SELECTED EXCERPT:
Would you look at that! Foundation DNS provides the same IP addresses for each of the authoritative nameservers that we provide to a zone. So in this case, we have only provided three IP addresses for resolvers to use to resolve DNS queries. And you might be wondering,“isn’t six better than three? Isn’t this a downgrade?” It turns out more isn’t always better. Let’s talk about why.

You are probably aware of Cloudflare’s use of Anycast and, as you might assume, our DNS services leverage Anycast to ensure that our authoritative DNS servers are available globally and as close as possible to users and resolvers across the Internet. Our standard nameservers are all advertised out of every Cloudflare data center by a single Anycast group. If we zoom in on Europe, you can see that in a standard nameserver deployment, both nameservers are advertised from every data center.

We can take those six IP addresses from our standard nameservers above and perform a lookup for their “hostname.bind” TXT record which will show us the airport code or physical location of the closest data center where our DNS queries are being resolved from. This output helps explain the reason why more isn’t always better.

$ dig @108.162.194.91 ch txt hostname.bind +short
"LHR"

$ dig @162.159.38.91 ch txt hostname.bind +short
"LHR"

$ dig @172.64.34.91 ch txt hostname.bind +short
"LHR"

$ dig @108.162.195.247 ch txt hostname.bind +short
"LHR"

$ dig @162.159.44.247 ch txt hostname.bind +short
"LHR"

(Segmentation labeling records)
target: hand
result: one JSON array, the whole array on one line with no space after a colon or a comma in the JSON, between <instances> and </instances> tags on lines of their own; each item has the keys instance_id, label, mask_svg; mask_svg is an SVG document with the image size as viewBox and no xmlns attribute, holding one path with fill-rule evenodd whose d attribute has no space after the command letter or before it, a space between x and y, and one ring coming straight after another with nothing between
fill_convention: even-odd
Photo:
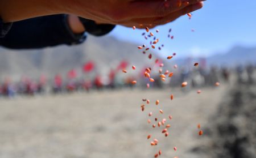
<instances>
[{"instance_id":1,"label":"hand","mask_svg":"<svg viewBox=\"0 0 256 158\"><path fill-rule=\"evenodd\" d=\"M98 23L154 27L200 9L204 0L70 0L65 10Z\"/></svg>"}]
</instances>

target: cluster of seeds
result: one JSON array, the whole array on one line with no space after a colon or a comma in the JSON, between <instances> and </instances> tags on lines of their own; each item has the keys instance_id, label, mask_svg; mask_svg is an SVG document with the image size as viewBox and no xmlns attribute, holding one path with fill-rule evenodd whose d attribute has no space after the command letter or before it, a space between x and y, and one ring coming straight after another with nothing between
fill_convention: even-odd
<instances>
[{"instance_id":1,"label":"cluster of seeds","mask_svg":"<svg viewBox=\"0 0 256 158\"><path fill-rule=\"evenodd\" d=\"M191 18L192 17L192 15L191 14L187 14L187 15L188 16L189 19ZM135 29L136 27L133 27L133 29ZM154 33L152 32L150 32L150 30L149 29L149 28L148 27L146 27L145 28L145 30L146 30L146 32L144 32L142 33L142 36L144 37L144 39L146 40L147 40L148 38L151 38L151 37L153 37L153 41L150 41L150 46L149 47L147 47L146 44L143 44L142 46L138 46L138 49L139 50L142 50L142 53L143 54L146 54L147 52L148 52L149 50L150 50L150 49L155 49L155 48L156 48L157 46L158 46L158 49L159 50L160 50L162 49L162 48L163 48L164 46L163 44L159 44L159 39L157 39L156 36L155 36L155 35L154 35ZM192 31L194 31L194 29L192 29ZM159 32L159 30L156 29L155 31L155 32L157 33ZM170 29L169 31L168 31L168 38L171 38L171 39L174 39L174 36L171 35L171 32L172 32L172 29ZM148 35L146 35L147 33L148 33ZM156 45L159 45L159 46L156 46ZM171 59L172 59L174 56L176 55L176 53L174 53L172 54L172 55L168 55L167 57L167 59L168 60L170 60ZM148 56L148 59L151 59L152 58L152 55L151 53L150 53ZM166 70L165 72L163 72L163 70L162 70L162 67L164 66L164 64L163 63L159 63L159 59L155 59L155 63L158 63L159 64L159 69L158 70L159 73L159 78L160 79L164 82L166 80L166 78L171 78L174 75L175 75L174 74L173 72L170 72L169 70ZM199 63L195 63L193 66L195 67L198 67L199 66ZM178 66L177 65L175 65L174 66L174 69L177 69ZM132 69L133 70L135 70L136 69L136 67L135 66L132 66ZM148 80L149 81L149 83L147 83L146 84L146 86L147 88L150 88L150 82L155 82L155 79L153 79L151 77L151 71L153 70L151 69L151 67L148 67L145 69L144 71L144 76L146 78L148 79ZM127 71L125 69L123 69L123 72L124 73L127 73ZM133 80L131 82L131 84L137 84L137 81L136 80ZM181 88L185 87L186 86L188 86L188 82L184 82L181 83ZM215 86L220 86L220 83L218 82L216 82L215 83ZM201 93L201 90L197 90L197 93L198 94ZM170 100L173 100L174 99L174 96L173 94L171 94L170 95ZM150 101L148 99L142 99L142 101L143 102L146 102L146 104L142 104L141 106L141 110L142 112L144 112L145 110L145 108L146 108L146 104L149 104L150 103ZM160 101L159 100L156 100L155 101L155 105L156 106L158 106L159 105L160 103ZM164 111L162 109L159 109L159 113L160 114L164 114ZM150 118L151 118L153 116L153 112L150 112L148 113L148 117ZM170 121L172 119L172 117L171 115L169 115L168 116L168 121ZM161 133L164 135L164 136L167 137L169 135L169 131L168 131L168 129L171 127L171 125L167 123L167 119L166 118L163 118L162 119L162 120L159 120L159 118L154 118L154 121L156 122L156 123L152 123L152 128L155 128L156 127L156 126L160 128L162 127L162 129L160 130ZM151 120L148 118L147 119L147 123L150 124L151 123ZM203 130L201 130L201 125L200 124L198 124L197 125L197 128L199 130L200 130L200 131L198 132L198 135L199 136L201 136L203 135ZM152 138L152 135L147 135L147 139L150 140L150 139L151 139ZM156 138L154 138L152 139L151 139L151 140L150 141L150 145L151 146L157 146L159 143L159 141L156 139ZM174 150L175 151L177 151L177 147L174 147ZM160 156L162 154L162 151L161 150L158 151L156 152L156 153L154 155L154 157L158 157L158 156ZM175 157L174 158L178 158L177 157Z\"/></svg>"}]
</instances>

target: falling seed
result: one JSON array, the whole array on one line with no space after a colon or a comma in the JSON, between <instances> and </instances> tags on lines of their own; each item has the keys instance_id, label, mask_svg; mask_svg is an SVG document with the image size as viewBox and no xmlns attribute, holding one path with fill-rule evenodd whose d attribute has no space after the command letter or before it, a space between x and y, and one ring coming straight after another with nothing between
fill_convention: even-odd
<instances>
[{"instance_id":1,"label":"falling seed","mask_svg":"<svg viewBox=\"0 0 256 158\"><path fill-rule=\"evenodd\" d=\"M219 82L216 82L216 83L215 83L215 86L220 86L220 83Z\"/></svg>"},{"instance_id":2,"label":"falling seed","mask_svg":"<svg viewBox=\"0 0 256 158\"><path fill-rule=\"evenodd\" d=\"M191 18L192 17L192 15L190 13L188 13L187 14L187 15L188 16L188 17Z\"/></svg>"},{"instance_id":3,"label":"falling seed","mask_svg":"<svg viewBox=\"0 0 256 158\"><path fill-rule=\"evenodd\" d=\"M131 84L136 84L136 83L137 83L137 82L136 80L134 80L131 82Z\"/></svg>"},{"instance_id":4,"label":"falling seed","mask_svg":"<svg viewBox=\"0 0 256 158\"><path fill-rule=\"evenodd\" d=\"M154 142L155 142L155 143L158 144L158 140L156 139L154 139L153 140Z\"/></svg>"},{"instance_id":5,"label":"falling seed","mask_svg":"<svg viewBox=\"0 0 256 158\"><path fill-rule=\"evenodd\" d=\"M152 112L150 112L149 113L148 113L148 116L151 116L153 114L153 113L152 113Z\"/></svg>"},{"instance_id":6,"label":"falling seed","mask_svg":"<svg viewBox=\"0 0 256 158\"><path fill-rule=\"evenodd\" d=\"M174 95L171 95L170 98L171 100L174 100Z\"/></svg>"},{"instance_id":7,"label":"falling seed","mask_svg":"<svg viewBox=\"0 0 256 158\"><path fill-rule=\"evenodd\" d=\"M155 80L152 78L150 78L150 81L151 82L155 82Z\"/></svg>"},{"instance_id":8,"label":"falling seed","mask_svg":"<svg viewBox=\"0 0 256 158\"><path fill-rule=\"evenodd\" d=\"M187 82L184 82L181 84L181 87L186 87L188 85L188 83Z\"/></svg>"},{"instance_id":9,"label":"falling seed","mask_svg":"<svg viewBox=\"0 0 256 158\"><path fill-rule=\"evenodd\" d=\"M162 133L165 133L166 132L167 132L167 129L164 129L162 131Z\"/></svg>"},{"instance_id":10,"label":"falling seed","mask_svg":"<svg viewBox=\"0 0 256 158\"><path fill-rule=\"evenodd\" d=\"M171 59L171 58L172 58L172 56L168 56L167 57L167 59Z\"/></svg>"},{"instance_id":11,"label":"falling seed","mask_svg":"<svg viewBox=\"0 0 256 158\"><path fill-rule=\"evenodd\" d=\"M148 99L147 100L147 104L148 104L150 103L150 101Z\"/></svg>"},{"instance_id":12,"label":"falling seed","mask_svg":"<svg viewBox=\"0 0 256 158\"><path fill-rule=\"evenodd\" d=\"M161 126L161 122L160 122L160 121L158 122L158 126L159 127L160 127L160 126Z\"/></svg>"},{"instance_id":13,"label":"falling seed","mask_svg":"<svg viewBox=\"0 0 256 158\"><path fill-rule=\"evenodd\" d=\"M165 134L166 137L168 136L168 135L169 135L169 133L168 132L166 132L166 134Z\"/></svg>"},{"instance_id":14,"label":"falling seed","mask_svg":"<svg viewBox=\"0 0 256 158\"><path fill-rule=\"evenodd\" d=\"M147 27L146 27L145 29L146 29L146 31L147 31L147 32L149 32L149 28Z\"/></svg>"},{"instance_id":15,"label":"falling seed","mask_svg":"<svg viewBox=\"0 0 256 158\"><path fill-rule=\"evenodd\" d=\"M159 104L159 100L156 100L156 101L155 101L155 105L158 105L158 104Z\"/></svg>"},{"instance_id":16,"label":"falling seed","mask_svg":"<svg viewBox=\"0 0 256 158\"><path fill-rule=\"evenodd\" d=\"M200 129L201 128L201 125L200 125L200 123L199 123L199 124L197 125L197 128L198 128L199 129Z\"/></svg>"},{"instance_id":17,"label":"falling seed","mask_svg":"<svg viewBox=\"0 0 256 158\"><path fill-rule=\"evenodd\" d=\"M149 139L151 137L151 135L148 135L147 136L147 139Z\"/></svg>"},{"instance_id":18,"label":"falling seed","mask_svg":"<svg viewBox=\"0 0 256 158\"><path fill-rule=\"evenodd\" d=\"M150 85L149 84L149 83L147 83L147 88L149 88L150 87Z\"/></svg>"},{"instance_id":19,"label":"falling seed","mask_svg":"<svg viewBox=\"0 0 256 158\"><path fill-rule=\"evenodd\" d=\"M169 78L171 78L171 77L172 77L173 75L174 75L174 72L170 72L170 73L169 74L168 77L169 77Z\"/></svg>"},{"instance_id":20,"label":"falling seed","mask_svg":"<svg viewBox=\"0 0 256 158\"><path fill-rule=\"evenodd\" d=\"M148 55L148 58L149 58L150 59L151 59L152 58L152 54L150 54Z\"/></svg>"},{"instance_id":21,"label":"falling seed","mask_svg":"<svg viewBox=\"0 0 256 158\"><path fill-rule=\"evenodd\" d=\"M203 135L203 131L200 130L199 133L198 133L198 135Z\"/></svg>"}]
</instances>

TASK A: In the Foundation DNS passage, what does a lookup of the "hostname.bind" TXT record show?
TASK B: Reproduce the part of the Foundation DNS passage starting at "Would you look" and ending at "talk about why.".
The records were taken from a separate source and are unrelated to the passage.

COMPLETE ANSWER A: It shows the airport code or physical location of the closest data center where the DNS queries are being resolved from.

COMPLETE ANSWER B:
Would you look at that! Foundation DNS provides the same IP addresses for each of the authoritative nameservers that we provide to a zone. So in this case, we have only provided three IP addresses for resolvers to use to resolve DNS queries. And you might be wondering,“isn’t six better than three? Isn’t this a downgrade?” It turns out more isn’t always better. Let’s talk about why.